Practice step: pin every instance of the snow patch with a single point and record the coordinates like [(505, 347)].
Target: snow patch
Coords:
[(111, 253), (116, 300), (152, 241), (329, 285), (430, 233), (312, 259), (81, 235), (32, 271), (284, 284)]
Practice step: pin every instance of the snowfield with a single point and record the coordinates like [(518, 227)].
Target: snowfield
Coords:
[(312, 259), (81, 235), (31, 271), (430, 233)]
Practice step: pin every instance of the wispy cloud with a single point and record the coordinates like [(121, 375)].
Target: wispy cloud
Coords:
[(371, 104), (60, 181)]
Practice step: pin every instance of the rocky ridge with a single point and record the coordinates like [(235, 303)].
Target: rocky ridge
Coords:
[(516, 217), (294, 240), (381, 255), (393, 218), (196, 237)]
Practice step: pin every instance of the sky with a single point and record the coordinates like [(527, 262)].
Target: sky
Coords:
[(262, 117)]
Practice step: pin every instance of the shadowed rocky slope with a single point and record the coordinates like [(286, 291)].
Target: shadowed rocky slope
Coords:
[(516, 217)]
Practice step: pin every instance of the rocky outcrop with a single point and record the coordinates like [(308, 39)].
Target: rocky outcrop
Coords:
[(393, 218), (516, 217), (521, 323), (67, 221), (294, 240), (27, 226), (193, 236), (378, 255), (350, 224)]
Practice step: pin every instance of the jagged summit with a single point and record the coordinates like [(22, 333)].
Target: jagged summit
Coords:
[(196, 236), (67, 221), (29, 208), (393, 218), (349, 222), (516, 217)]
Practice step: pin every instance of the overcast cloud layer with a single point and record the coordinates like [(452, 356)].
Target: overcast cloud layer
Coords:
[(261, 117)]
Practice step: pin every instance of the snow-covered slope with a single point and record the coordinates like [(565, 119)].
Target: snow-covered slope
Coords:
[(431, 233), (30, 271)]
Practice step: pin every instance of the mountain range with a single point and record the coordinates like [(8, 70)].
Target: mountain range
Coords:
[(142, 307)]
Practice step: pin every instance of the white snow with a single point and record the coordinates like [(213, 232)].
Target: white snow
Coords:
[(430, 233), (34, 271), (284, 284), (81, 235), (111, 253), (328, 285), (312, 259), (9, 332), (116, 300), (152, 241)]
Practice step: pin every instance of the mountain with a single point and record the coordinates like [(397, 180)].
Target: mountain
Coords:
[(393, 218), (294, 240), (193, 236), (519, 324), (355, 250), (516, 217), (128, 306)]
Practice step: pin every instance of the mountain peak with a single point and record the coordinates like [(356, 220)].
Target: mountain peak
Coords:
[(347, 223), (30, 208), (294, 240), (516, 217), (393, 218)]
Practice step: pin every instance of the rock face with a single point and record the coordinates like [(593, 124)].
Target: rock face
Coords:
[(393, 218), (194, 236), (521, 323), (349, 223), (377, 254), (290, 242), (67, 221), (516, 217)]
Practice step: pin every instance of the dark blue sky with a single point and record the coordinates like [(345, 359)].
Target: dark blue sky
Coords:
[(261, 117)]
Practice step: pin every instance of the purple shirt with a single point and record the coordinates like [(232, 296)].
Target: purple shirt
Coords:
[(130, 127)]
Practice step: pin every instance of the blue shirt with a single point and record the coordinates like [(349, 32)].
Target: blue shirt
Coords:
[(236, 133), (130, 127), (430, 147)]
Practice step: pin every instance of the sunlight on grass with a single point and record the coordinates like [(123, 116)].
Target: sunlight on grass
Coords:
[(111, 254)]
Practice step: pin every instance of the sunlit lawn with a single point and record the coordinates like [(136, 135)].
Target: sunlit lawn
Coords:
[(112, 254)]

*What is expected*. Take the listing above and write it out again exactly.

*Solution*.
Practice step: pin every instance of the snow patch with a single point and record the coordinates like [(505, 347)].
Target: snow patch
Coords:
[(111, 253), (116, 300), (152, 241), (329, 285), (430, 233), (312, 259), (81, 235), (32, 271), (284, 284)]
Practice step: pin every instance of the snowfield with a single point and record the coordinates like [(518, 227)].
Target: snowfield
Coords:
[(312, 259), (81, 235), (31, 271), (430, 233)]
Practice step: pin every instance of the wispy cloud with a single point and record the coordinates like [(121, 375)].
Target: wispy cloud
Coords:
[(371, 104), (60, 181)]
Practice step: pin every instance of the rocky ridge with a single point and record the coordinates like [(235, 303)].
Target: rocky ridge
Coords:
[(516, 217), (294, 240), (381, 255), (393, 218), (196, 237)]
Practice step: pin every instance of the sky with a single point and record the coordinates like [(527, 262)].
Target: sky
Coords:
[(262, 117)]
Practice step: pin every instance of the shadowed rocky slope with a single point and record the coordinates like [(286, 291)].
Target: shadowed rocky slope
Coords:
[(516, 217)]
Practice step: pin every instance of the rocky outcrop with a single point and record the coordinates like [(308, 39)].
Target: rocky outcrop
Coords:
[(393, 218), (516, 217), (521, 323), (67, 221), (294, 240), (27, 226), (193, 236), (378, 255), (350, 224)]
Practice step: pin every instance of the jagged summit with a single point and record the coordinates like [(22, 333)].
Target: jagged summit
Coords:
[(196, 236), (67, 221), (29, 208), (393, 218), (349, 222), (516, 217)]
Practice step: pin every instance of the overcast cloud layer with a single point and record the coordinates like [(452, 356)].
Target: overcast cloud layer
Coords:
[(261, 117)]
Practice step: pin every instance of the snow-covered slope with a single point and record the coordinates like [(565, 119)].
Target: snow-covered slope
Coords:
[(431, 233), (30, 271)]
Practice step: pin every instance of the mountain range with a single point and record the coordinates like [(8, 70)].
Target: mountain range
Coords:
[(142, 307)]
Practice step: pin every instance of the white snow with a single point and record the coordinates like [(213, 232)].
Target: white snow
Coords:
[(430, 233), (34, 271), (284, 284), (81, 235), (111, 253), (328, 285), (312, 259), (9, 332), (116, 300), (152, 241)]
Practice step: pin every instance of the mountain with a single point and record the coordinates like [(397, 180)].
Target: mountain
Coords:
[(393, 218), (294, 240), (193, 236), (519, 324), (355, 250), (516, 217), (128, 306)]
Practice step: pin every instance of the mountain peak with a single point and record the coordinates like [(356, 220)].
Target: mountain peak
Coords:
[(347, 223), (30, 208), (294, 240), (516, 217), (393, 218)]
Practice step: pin every instance of the rock face with a single point and record the coordinates like [(593, 124)].
Target: rock face
Coords:
[(393, 218), (194, 236), (521, 323), (349, 223), (377, 254), (290, 242), (67, 221), (516, 217)]
Practice step: pin every instance of the dark blue sky with a single point and record the coordinates like [(345, 359)].
Target: dark blue sky
Coords:
[(261, 117)]
Practice step: pin every instance of the purple shirt with a single point and record the coordinates like [(232, 296)].
Target: purple shirt
Coords:
[(130, 127)]
Practice step: pin every instance of the blue shirt with a single point and record the coordinates like [(349, 32)].
Target: blue shirt
Coords:
[(236, 133), (130, 127), (430, 147)]
Practice step: pin every instance of the sunlight on grass with a single point and record the coordinates like [(123, 116)].
Target: sunlight on grass
Coords:
[(111, 254)]
Practice step: pin every instance of the sunlit lawn with a single point and record the coordinates like [(136, 135)].
Target: sunlit lawn
Coords:
[(112, 254)]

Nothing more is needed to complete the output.